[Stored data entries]

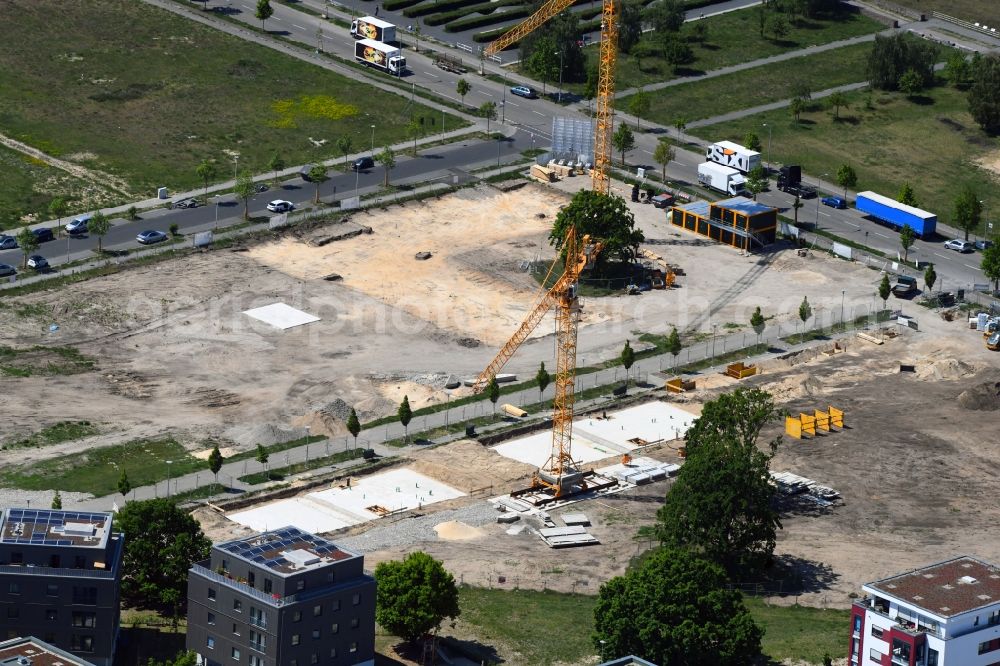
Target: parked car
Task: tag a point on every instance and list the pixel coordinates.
(905, 286)
(150, 237)
(280, 206)
(958, 245)
(38, 263)
(78, 225)
(362, 163)
(43, 234)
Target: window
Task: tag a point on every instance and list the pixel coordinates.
(81, 643)
(85, 596)
(86, 620)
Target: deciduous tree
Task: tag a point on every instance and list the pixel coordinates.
(967, 211)
(601, 216)
(663, 155)
(984, 93)
(99, 225)
(161, 543)
(623, 140)
(414, 596)
(675, 608)
(721, 505)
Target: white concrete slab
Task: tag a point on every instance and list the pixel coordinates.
(332, 509)
(281, 316)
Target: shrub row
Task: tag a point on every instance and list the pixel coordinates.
(478, 21)
(437, 6)
(482, 7)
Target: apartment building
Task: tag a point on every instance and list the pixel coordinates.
(945, 614)
(281, 598)
(60, 573)
(30, 651)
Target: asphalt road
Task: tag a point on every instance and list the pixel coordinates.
(438, 163)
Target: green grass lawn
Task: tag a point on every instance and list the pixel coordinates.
(933, 144)
(146, 95)
(550, 627)
(734, 38)
(97, 470)
(756, 86)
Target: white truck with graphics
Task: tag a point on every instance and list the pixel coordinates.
(721, 178)
(733, 155)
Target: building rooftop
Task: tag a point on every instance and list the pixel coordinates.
(33, 652)
(286, 550)
(946, 589)
(745, 206)
(48, 527)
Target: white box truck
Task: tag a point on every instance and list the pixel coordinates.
(721, 178)
(379, 55)
(733, 155)
(369, 27)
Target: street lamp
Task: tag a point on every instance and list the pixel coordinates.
(559, 94)
(768, 146)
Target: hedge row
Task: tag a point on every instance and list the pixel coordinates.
(479, 21)
(437, 6)
(482, 7)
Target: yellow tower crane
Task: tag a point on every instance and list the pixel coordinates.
(603, 129)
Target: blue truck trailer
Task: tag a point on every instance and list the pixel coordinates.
(896, 215)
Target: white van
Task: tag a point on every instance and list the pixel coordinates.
(78, 225)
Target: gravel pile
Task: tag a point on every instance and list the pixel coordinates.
(414, 530)
(42, 499)
(267, 434)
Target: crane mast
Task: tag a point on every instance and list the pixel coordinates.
(560, 473)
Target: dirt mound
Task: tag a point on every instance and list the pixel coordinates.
(454, 530)
(944, 368)
(983, 397)
(267, 434)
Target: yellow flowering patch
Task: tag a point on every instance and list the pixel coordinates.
(286, 111)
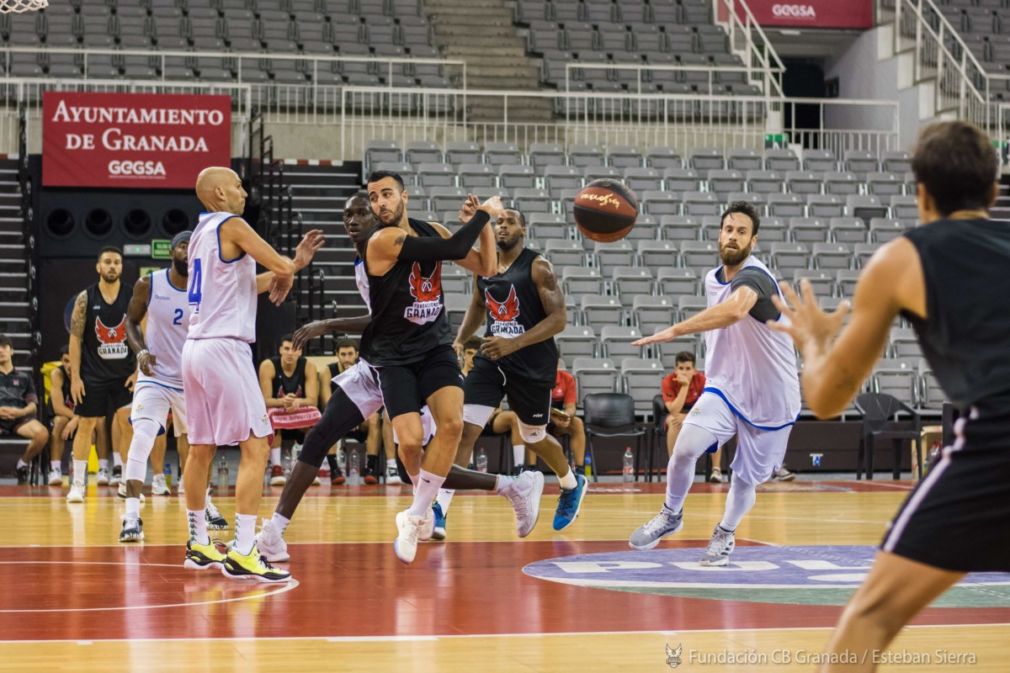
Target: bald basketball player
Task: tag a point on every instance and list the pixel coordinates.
(223, 403)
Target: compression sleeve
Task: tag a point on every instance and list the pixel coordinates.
(430, 249)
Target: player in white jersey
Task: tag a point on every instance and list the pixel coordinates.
(752, 388)
(223, 403)
(358, 396)
(161, 298)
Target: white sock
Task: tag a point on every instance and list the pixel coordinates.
(519, 454)
(244, 533)
(568, 482)
(503, 483)
(80, 471)
(443, 498)
(280, 522)
(132, 508)
(198, 525)
(738, 502)
(427, 488)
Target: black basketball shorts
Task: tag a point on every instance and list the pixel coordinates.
(406, 388)
(487, 383)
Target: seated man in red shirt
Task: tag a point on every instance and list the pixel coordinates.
(681, 389)
(564, 397)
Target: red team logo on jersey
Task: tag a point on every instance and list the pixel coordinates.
(112, 340)
(426, 291)
(504, 313)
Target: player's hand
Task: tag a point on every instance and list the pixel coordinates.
(146, 362)
(662, 337)
(469, 208)
(804, 320)
(307, 332)
(495, 348)
(77, 392)
(493, 207)
(307, 248)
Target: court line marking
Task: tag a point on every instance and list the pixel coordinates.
(428, 638)
(281, 588)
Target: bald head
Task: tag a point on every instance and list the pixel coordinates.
(220, 190)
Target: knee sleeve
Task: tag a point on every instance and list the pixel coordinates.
(340, 416)
(532, 434)
(145, 431)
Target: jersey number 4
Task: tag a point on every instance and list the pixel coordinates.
(196, 281)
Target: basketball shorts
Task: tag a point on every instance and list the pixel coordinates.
(103, 398)
(153, 401)
(406, 388)
(956, 516)
(487, 383)
(223, 402)
(758, 451)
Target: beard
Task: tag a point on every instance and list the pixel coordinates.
(731, 257)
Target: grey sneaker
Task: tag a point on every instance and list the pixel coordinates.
(719, 548)
(524, 494)
(665, 523)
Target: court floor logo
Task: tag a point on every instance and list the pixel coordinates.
(794, 575)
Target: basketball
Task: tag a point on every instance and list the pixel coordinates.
(605, 210)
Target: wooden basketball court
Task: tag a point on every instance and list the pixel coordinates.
(581, 600)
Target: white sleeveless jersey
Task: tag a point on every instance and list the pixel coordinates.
(221, 293)
(750, 367)
(168, 322)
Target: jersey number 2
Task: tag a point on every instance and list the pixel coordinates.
(196, 281)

[WORK TASK]:
With the pictures excluded, the records are to be reproduced exactly.

[RESPONSE BOX]:
Target: parked car
Task: tag a point on every instance and list the pixel coordinates.
(905, 286)
(150, 237)
(280, 206)
(958, 245)
(38, 263)
(78, 225)
(362, 163)
(43, 234)
Target: window
Task: tag a point on every instance and list the pixel coordinates.
(81, 643)
(85, 596)
(86, 620)
Target: deciduous tree
Task: tag a point on every instance and list the pixel coordinates.
(967, 211)
(601, 216)
(663, 155)
(984, 93)
(99, 225)
(161, 543)
(623, 140)
(414, 596)
(675, 608)
(721, 505)
Target: white concrete slab
Task: tag a point on every instance and list the pixel coordinates.
(332, 509)
(281, 316)
Target: shrub row
Task: tag a point on every instance and list the pixel coordinates.
(478, 21)
(437, 6)
(482, 7)
Target: apartment building
Task: tag a point on every instance and list the pixel coordinates.
(945, 614)
(281, 598)
(60, 573)
(30, 651)
Target: asphalt road
Task: tag a point on every instance and list the pixel coordinates.
(438, 163)
Target: green grass lawn
Task: tag a point on every instance and list the pixel coordinates.
(933, 144)
(146, 95)
(550, 627)
(734, 38)
(97, 470)
(756, 86)
Target: white truck with graphics
Task: tag a point on every instance and list the pixel coordinates.
(721, 178)
(733, 155)
Target: building rooftop
Task: tag a point on every instance and list the pixel coordinates.
(33, 652)
(286, 550)
(946, 589)
(745, 206)
(48, 527)
Target: white box truck
Task: tag a point on every instance and list the pixel coordinates.
(721, 178)
(379, 55)
(733, 155)
(369, 27)
Target: street lamp
Task: tag a point on every instance and list the pixel coordinates.
(559, 94)
(768, 146)
Target: hedge row
Task: tag a point on every instance and list the pixel coordinates.
(479, 21)
(437, 6)
(482, 7)
Target: yellow tower crane
Task: tag a point on every instance and list the pixel coordinates.
(603, 129)
Target: blue truck trailer
Task: tag a point on every instance and list the pixel coordinates.
(896, 215)
Target: white van
Task: tag a point on every instance and list the pixel coordinates.
(78, 225)
Target: gravel pile
Task: tag a point on every instance and list the pixel coordinates.
(414, 530)
(42, 499)
(267, 434)
Target: crane mast
Task: tag a point on every instance and list the pixel coordinates.
(560, 473)
Target: dirt mound
Task: tag a point on every instance and list the pixel coordinates.
(454, 530)
(944, 368)
(983, 397)
(267, 434)
Target: yellow flowering patch
Task: tag a point on every instance and list the pixel coordinates.
(286, 111)
Target: bald basketball player
Task: tag a point on every instance and list the pixel coordinates.
(223, 403)
Target: compression sleeve
Task: tag a point on every instance and list the pixel coordinates.
(430, 249)
Target: player in white jersey
Task: tag a point on every instance and list the pixel coordinates.
(752, 388)
(223, 403)
(358, 396)
(161, 298)
Target: white sock
Task: tag a point on every instance and list the pixel coordinates.
(519, 454)
(244, 533)
(568, 482)
(503, 483)
(80, 471)
(443, 498)
(280, 522)
(132, 508)
(198, 525)
(738, 502)
(427, 488)
Target: black basketball shorts
Task: tag a point on every instance and list the pixel coordinates.
(406, 388)
(487, 383)
Target: seated man in red shirt
Task: tag a point on every instance and list the pixel coordinates.
(681, 389)
(564, 397)
Target: red team logo on jersey
Task: tag a point on every instance and list the pixel coordinates.
(112, 340)
(426, 291)
(504, 313)
Target: player's hand
Task: tag a point on every instance and list the pixel coordinates.
(146, 362)
(662, 337)
(469, 208)
(804, 320)
(307, 332)
(495, 348)
(77, 392)
(493, 207)
(307, 248)
Target: court line marking
Task: tag a point on every instance and list the pixel coordinates.
(428, 638)
(281, 588)
Target: bald head
Task: tag a point on every instance and list the pixel coordinates.
(220, 190)
Target: knee sleeve
Task: tag a point on every instance and list the pixel coordinates.
(340, 416)
(532, 434)
(145, 431)
Target: jersey number 4
Task: tag a point on every instance and list the pixel coordinates.
(196, 281)
Target: basketball shorts
Task: tag a point on every instance and list the pixel coordinates.
(103, 398)
(153, 401)
(406, 388)
(956, 516)
(487, 383)
(223, 402)
(758, 451)
Target: beard
Task: tag a point on every instance and list the pixel coordinates.
(731, 257)
Target: grey sneaker
Task: tag a point on every instance and list the pixel coordinates.
(719, 548)
(524, 494)
(665, 523)
Target: court floor logo
Task: tag a point on every instance and list the pixel coordinates.
(794, 575)
Target: basketball
Task: tag a point on every instance and list the pixel coordinates.
(605, 210)
Target: wooden basketball court
Task: tag a point on every instance and list the pixel coordinates.
(581, 600)
Target: white sleeveless jersey
Task: tag a point on every instance and list the pixel coordinates.
(221, 293)
(750, 367)
(168, 322)
Target: jersey number 2
Task: tag a point on every instance and list the pixel coordinates.
(196, 281)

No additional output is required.